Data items
>> Start
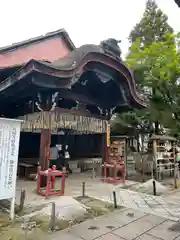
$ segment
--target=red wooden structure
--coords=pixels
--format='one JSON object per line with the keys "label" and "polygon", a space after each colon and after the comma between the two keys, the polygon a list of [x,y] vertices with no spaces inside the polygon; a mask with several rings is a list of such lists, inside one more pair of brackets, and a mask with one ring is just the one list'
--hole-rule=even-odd
{"label": "red wooden structure", "polygon": [[[37,193],[41,196],[54,196],[54,195],[64,195],[65,190],[65,176],[66,170],[63,171],[56,170],[56,166],[53,165],[52,169],[49,168],[46,171],[41,171],[41,166],[38,167],[37,172]],[[46,186],[45,188],[41,188],[41,179],[42,177],[46,177]],[[60,188],[55,189],[56,177],[60,178]]]}
{"label": "red wooden structure", "polygon": [[102,164],[102,181],[108,183],[119,183],[119,181],[122,181],[124,183],[126,167],[123,157],[120,156],[118,144],[111,144],[108,150],[107,161]]}

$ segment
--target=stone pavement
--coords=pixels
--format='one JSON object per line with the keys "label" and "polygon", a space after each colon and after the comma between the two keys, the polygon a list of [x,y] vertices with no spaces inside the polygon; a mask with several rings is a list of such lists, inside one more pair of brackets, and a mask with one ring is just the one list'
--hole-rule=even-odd
{"label": "stone pavement", "polygon": [[[116,192],[117,203],[120,206],[141,210],[174,221],[179,221],[180,219],[180,196],[153,196],[124,189],[122,184],[114,187],[111,184],[108,185],[98,181],[95,186],[92,183],[86,183],[86,194],[103,201],[113,203],[113,190]],[[80,194],[81,186],[76,185],[71,192],[73,196]]]}
{"label": "stone pavement", "polygon": [[180,240],[180,223],[132,209],[122,209],[68,230],[51,240]]}
{"label": "stone pavement", "polygon": [[[82,194],[82,181],[86,182],[85,194],[91,197],[95,197],[107,202],[113,202],[112,191],[116,191],[117,203],[119,205],[141,210],[146,213],[155,214],[161,217],[165,217],[171,220],[178,221],[180,219],[180,191],[177,191],[175,195],[166,196],[152,196],[143,194],[141,192],[135,192],[128,189],[123,189],[123,184],[114,187],[111,184],[103,183],[100,179],[92,180],[87,175],[77,175],[69,177],[66,180],[65,195],[67,196],[80,196]],[[20,199],[20,189],[24,187],[25,182],[18,182],[17,186],[17,200]],[[133,182],[126,181],[126,185],[131,185]],[[26,181],[27,187],[27,205],[41,205],[47,202],[52,202],[56,198],[44,199],[33,192],[35,187],[34,182]],[[18,203],[18,202],[17,202]]]}

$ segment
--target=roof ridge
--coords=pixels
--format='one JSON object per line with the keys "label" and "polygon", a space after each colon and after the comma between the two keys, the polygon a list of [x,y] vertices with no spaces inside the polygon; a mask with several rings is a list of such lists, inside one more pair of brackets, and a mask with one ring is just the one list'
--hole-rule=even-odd
{"label": "roof ridge", "polygon": [[70,47],[72,48],[72,50],[75,48],[75,45],[73,44],[72,40],[70,39],[68,33],[66,32],[66,30],[64,28],[58,29],[56,31],[52,31],[52,32],[47,32],[43,35],[40,35],[38,37],[33,37],[33,38],[29,38],[20,42],[16,42],[16,43],[12,43],[10,45],[4,46],[4,47],[0,47],[0,53],[1,52],[6,52],[6,51],[11,51],[14,50],[18,47],[23,47],[25,45],[43,40],[43,39],[47,39],[50,37],[54,37],[56,35],[62,34],[62,36],[65,38],[65,40],[68,42],[68,44],[70,45]]}

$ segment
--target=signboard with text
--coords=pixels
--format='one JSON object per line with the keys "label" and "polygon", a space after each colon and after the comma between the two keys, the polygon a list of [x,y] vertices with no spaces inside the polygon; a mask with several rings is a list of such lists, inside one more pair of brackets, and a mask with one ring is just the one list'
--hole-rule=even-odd
{"label": "signboard with text", "polygon": [[0,118],[0,200],[15,198],[21,122]]}

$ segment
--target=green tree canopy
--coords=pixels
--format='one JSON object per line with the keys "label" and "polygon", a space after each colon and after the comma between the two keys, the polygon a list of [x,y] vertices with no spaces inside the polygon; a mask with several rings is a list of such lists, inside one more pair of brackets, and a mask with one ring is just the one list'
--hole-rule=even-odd
{"label": "green tree canopy", "polygon": [[148,0],[143,17],[130,32],[129,41],[133,43],[139,38],[141,47],[154,41],[162,41],[165,33],[173,33],[167,20],[168,17],[158,8],[156,2]]}
{"label": "green tree canopy", "polygon": [[[178,75],[175,68],[179,59],[177,59],[173,29],[167,20],[168,17],[155,1],[148,0],[140,22],[136,24],[129,35],[131,47],[126,63],[134,71],[138,91],[149,99],[150,104],[143,112],[135,111],[118,115],[114,124],[116,130],[120,129],[122,119],[128,126],[133,126],[136,133],[143,131],[159,133],[159,123],[162,124],[162,119],[164,124],[165,121],[168,124],[172,121],[171,112],[167,113],[164,118],[164,114],[170,106],[165,104],[163,98],[165,97],[167,101],[167,90],[175,91],[172,90],[175,85],[169,86],[168,84],[169,79],[172,81]],[[164,110],[165,106],[166,110]],[[132,119],[136,121],[132,122]],[[166,123],[166,125],[168,124]]]}

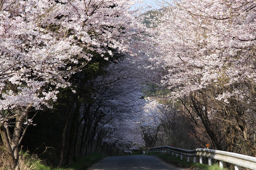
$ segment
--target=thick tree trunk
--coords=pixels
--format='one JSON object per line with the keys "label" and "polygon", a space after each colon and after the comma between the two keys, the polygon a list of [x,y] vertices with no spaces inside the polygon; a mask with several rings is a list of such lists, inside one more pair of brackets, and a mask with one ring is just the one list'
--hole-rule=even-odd
{"label": "thick tree trunk", "polygon": [[16,112],[15,115],[15,125],[12,135],[11,135],[8,125],[7,127],[5,127],[5,125],[3,124],[1,125],[0,133],[8,154],[10,169],[20,169],[19,151],[20,145],[22,139],[22,136],[21,137],[21,130],[24,119],[32,107],[32,104],[29,104],[23,112],[20,111],[20,110]]}
{"label": "thick tree trunk", "polygon": [[67,128],[68,127],[68,120],[69,119],[69,117],[71,112],[73,110],[74,107],[75,106],[75,103],[74,100],[68,109],[67,108],[67,111],[66,112],[66,115],[65,117],[65,122],[64,124],[64,127],[63,127],[63,130],[62,133],[62,139],[61,142],[61,146],[60,148],[60,161],[59,162],[58,167],[60,167],[62,164],[63,161],[63,158],[64,156],[64,151],[65,149],[65,142],[66,138],[66,131]]}
{"label": "thick tree trunk", "polygon": [[71,125],[71,132],[69,136],[69,146],[68,151],[68,155],[67,156],[67,164],[70,165],[71,162],[71,159],[72,153],[74,151],[74,145],[76,138],[76,123],[77,120],[79,116],[79,111],[80,109],[81,105],[80,103],[77,104],[76,107],[76,110],[75,111],[73,117],[72,119],[72,123]]}

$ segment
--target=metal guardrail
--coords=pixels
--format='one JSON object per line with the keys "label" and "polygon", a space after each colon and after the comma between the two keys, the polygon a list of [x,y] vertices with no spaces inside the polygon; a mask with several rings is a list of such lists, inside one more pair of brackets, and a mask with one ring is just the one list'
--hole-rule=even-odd
{"label": "metal guardrail", "polygon": [[220,166],[223,167],[223,162],[224,162],[235,165],[235,170],[238,170],[241,166],[252,170],[256,170],[256,158],[229,152],[222,151],[217,150],[208,149],[197,149],[194,150],[186,150],[171,146],[165,146],[149,148],[149,152],[168,151],[180,155],[180,159],[182,159],[182,155],[188,157],[187,161],[189,161],[189,157],[194,157],[194,162],[196,162],[196,156],[200,157],[200,163],[203,163],[203,157],[208,158],[208,162],[209,165],[212,164],[212,159],[220,161]]}

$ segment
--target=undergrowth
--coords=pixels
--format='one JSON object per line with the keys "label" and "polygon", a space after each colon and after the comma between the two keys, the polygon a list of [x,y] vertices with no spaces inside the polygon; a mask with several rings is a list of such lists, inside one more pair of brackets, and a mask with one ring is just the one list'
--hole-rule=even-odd
{"label": "undergrowth", "polygon": [[205,164],[201,164],[198,163],[194,163],[192,162],[187,162],[186,159],[181,160],[180,158],[172,156],[170,154],[162,153],[161,152],[151,152],[146,154],[147,155],[157,157],[169,163],[174,163],[179,166],[186,168],[193,169],[194,167],[197,167],[204,170],[229,170],[226,168],[220,168],[219,165],[217,163],[209,166]]}
{"label": "undergrowth", "polygon": [[[4,147],[0,145],[0,170],[9,169],[8,155]],[[19,166],[20,170],[84,170],[105,157],[105,155],[95,153],[89,156],[78,158],[77,160],[65,167],[57,168],[45,165],[45,162],[36,155],[31,155],[28,151],[21,151],[19,153]]]}

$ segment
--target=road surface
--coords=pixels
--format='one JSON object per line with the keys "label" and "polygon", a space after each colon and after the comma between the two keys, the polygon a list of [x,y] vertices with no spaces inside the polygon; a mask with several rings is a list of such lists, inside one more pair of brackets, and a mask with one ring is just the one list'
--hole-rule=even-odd
{"label": "road surface", "polygon": [[108,157],[94,164],[88,170],[184,170],[168,164],[156,157],[132,155]]}

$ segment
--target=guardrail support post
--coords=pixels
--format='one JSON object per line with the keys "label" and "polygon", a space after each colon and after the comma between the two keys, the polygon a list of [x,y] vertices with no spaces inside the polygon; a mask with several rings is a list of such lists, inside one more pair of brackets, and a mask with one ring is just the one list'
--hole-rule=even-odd
{"label": "guardrail support post", "polygon": [[203,164],[203,157],[200,156],[200,159],[199,161],[200,162],[200,163],[201,164]]}
{"label": "guardrail support post", "polygon": [[212,158],[208,158],[208,165],[209,166],[212,165]]}
{"label": "guardrail support post", "polygon": [[223,168],[223,161],[221,160],[220,161],[220,167]]}

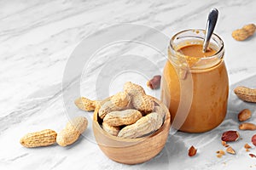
>> End
▶ **WHAT YOU SHOULD DO**: List each line in the records that contains the string "guardrail", treating uppercase and lowercase letters as different.

▶ **RESULT FOR THIS TASK**:
--target=metal guardrail
{"label": "metal guardrail", "polygon": [[220,166],[223,167],[223,162],[224,162],[235,165],[235,170],[238,170],[241,166],[252,170],[256,170],[256,158],[229,152],[222,151],[217,150],[208,149],[197,149],[194,150],[186,150],[171,146],[165,146],[149,148],[149,152],[168,151],[180,155],[180,159],[182,159],[182,155],[188,157],[187,161],[189,161],[189,157],[194,157],[194,162],[196,162],[196,156],[200,157],[200,163],[203,163],[203,157],[208,158],[208,162],[209,165],[212,164],[212,159],[220,161]]}
--target=guardrail support post
{"label": "guardrail support post", "polygon": [[203,164],[203,157],[200,156],[200,159],[199,161],[200,162],[200,163],[201,164]]}
{"label": "guardrail support post", "polygon": [[212,158],[208,158],[208,165],[209,166],[212,165]]}
{"label": "guardrail support post", "polygon": [[223,168],[223,161],[221,160],[220,161],[220,167]]}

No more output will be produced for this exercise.